*** Opening of INFORMATION GIVEN ***

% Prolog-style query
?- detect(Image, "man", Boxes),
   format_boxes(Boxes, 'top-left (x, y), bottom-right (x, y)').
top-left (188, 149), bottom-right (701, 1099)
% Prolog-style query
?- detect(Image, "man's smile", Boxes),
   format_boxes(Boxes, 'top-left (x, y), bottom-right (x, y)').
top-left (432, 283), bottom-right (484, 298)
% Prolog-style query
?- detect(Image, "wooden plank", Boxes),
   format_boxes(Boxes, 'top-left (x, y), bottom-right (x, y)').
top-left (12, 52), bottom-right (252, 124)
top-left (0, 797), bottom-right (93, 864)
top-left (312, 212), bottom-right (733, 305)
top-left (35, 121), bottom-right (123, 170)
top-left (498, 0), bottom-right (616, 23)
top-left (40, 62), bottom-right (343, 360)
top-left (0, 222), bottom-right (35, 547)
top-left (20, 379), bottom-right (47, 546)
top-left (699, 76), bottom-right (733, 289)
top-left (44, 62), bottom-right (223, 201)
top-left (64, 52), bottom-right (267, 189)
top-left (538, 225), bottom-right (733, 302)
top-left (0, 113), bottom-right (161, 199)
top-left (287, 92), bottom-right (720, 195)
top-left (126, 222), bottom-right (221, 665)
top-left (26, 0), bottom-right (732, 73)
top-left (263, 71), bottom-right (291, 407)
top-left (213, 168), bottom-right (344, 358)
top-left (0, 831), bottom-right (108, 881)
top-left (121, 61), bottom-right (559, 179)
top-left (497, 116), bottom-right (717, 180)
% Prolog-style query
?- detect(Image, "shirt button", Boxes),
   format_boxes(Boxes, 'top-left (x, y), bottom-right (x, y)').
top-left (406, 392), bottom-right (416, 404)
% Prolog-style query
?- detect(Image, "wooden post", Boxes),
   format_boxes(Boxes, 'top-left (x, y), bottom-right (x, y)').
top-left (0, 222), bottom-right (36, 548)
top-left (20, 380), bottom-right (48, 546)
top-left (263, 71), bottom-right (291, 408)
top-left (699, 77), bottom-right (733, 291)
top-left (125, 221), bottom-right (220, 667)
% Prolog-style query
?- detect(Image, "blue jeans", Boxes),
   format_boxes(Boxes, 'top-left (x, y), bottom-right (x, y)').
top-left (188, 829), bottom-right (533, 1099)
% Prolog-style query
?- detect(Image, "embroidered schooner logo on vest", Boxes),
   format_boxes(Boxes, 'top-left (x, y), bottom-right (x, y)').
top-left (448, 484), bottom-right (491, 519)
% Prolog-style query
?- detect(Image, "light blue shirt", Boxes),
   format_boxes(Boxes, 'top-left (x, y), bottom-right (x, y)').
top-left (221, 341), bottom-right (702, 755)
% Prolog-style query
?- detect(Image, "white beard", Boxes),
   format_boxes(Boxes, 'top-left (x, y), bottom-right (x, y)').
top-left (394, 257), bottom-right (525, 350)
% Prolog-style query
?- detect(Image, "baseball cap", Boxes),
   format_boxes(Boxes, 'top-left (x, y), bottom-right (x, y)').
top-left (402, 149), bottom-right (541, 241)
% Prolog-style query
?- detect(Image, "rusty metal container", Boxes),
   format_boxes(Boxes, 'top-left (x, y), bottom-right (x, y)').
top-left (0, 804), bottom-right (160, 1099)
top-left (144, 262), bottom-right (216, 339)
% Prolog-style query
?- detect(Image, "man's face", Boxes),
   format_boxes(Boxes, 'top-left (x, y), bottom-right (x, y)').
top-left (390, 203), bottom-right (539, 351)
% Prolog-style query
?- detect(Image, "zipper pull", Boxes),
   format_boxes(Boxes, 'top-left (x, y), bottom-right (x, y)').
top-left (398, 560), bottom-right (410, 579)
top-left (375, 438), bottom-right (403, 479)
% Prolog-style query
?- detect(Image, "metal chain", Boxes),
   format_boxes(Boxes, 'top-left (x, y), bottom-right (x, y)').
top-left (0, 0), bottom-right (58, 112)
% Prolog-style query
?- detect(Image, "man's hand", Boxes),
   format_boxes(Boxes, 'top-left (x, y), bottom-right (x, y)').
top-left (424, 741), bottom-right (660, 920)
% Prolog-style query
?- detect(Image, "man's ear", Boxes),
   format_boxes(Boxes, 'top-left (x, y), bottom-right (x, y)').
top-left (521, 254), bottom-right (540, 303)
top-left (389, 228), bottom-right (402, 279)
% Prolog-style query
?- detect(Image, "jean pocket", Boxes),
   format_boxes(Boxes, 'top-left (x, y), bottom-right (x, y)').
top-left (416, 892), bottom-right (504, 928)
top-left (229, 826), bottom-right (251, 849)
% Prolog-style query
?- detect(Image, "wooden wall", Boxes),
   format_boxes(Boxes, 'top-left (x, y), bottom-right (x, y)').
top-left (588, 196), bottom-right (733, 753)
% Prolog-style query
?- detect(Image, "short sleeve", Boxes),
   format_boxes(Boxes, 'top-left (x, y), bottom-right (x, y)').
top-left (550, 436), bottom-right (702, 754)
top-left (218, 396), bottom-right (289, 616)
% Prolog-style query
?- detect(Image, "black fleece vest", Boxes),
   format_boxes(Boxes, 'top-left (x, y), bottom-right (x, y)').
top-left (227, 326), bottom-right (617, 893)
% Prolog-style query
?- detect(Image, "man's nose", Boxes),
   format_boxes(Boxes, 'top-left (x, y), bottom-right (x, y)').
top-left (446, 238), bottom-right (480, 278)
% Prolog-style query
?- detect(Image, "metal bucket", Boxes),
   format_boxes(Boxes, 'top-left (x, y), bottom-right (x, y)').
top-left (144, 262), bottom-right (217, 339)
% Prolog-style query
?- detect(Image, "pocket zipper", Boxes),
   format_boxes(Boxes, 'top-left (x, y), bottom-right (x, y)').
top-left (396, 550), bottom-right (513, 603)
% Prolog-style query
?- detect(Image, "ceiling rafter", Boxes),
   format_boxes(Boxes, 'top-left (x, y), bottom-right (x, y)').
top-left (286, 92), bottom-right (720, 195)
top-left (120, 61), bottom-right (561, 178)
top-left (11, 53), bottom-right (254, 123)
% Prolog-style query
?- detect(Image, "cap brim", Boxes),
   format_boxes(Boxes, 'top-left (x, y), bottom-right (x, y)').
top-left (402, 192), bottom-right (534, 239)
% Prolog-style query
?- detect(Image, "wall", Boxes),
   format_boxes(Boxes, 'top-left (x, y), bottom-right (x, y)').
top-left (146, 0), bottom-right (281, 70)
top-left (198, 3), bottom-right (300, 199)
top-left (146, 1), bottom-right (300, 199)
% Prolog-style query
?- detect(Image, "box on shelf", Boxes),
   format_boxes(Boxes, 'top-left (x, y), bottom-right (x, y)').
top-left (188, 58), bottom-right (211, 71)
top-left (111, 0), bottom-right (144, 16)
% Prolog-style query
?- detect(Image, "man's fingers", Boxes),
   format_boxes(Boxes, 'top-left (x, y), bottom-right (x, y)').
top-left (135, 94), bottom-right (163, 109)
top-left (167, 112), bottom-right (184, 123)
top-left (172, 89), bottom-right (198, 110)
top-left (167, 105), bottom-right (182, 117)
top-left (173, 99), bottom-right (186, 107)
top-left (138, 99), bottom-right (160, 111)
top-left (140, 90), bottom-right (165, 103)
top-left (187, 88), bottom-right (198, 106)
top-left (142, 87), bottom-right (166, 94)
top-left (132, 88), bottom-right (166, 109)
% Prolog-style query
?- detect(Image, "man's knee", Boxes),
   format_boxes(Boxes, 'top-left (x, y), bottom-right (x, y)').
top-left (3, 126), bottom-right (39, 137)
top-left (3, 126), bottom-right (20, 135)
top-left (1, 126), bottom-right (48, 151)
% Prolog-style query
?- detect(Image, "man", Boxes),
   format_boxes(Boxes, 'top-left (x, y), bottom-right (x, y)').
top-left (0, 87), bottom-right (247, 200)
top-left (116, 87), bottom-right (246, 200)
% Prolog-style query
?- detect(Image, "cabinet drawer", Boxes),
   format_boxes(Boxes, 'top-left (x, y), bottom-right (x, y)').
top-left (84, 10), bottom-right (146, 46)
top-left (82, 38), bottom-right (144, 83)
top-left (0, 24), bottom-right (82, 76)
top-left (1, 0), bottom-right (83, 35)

*** Close of INFORMATION GIVEN ***

> [WORK INSTRUCTION] Report all lines in the listing above that contain the word "wall".

> [REPLY]
?- detect(Image, "wooden wall", Boxes),
?- detect(Image, "wall", Boxes),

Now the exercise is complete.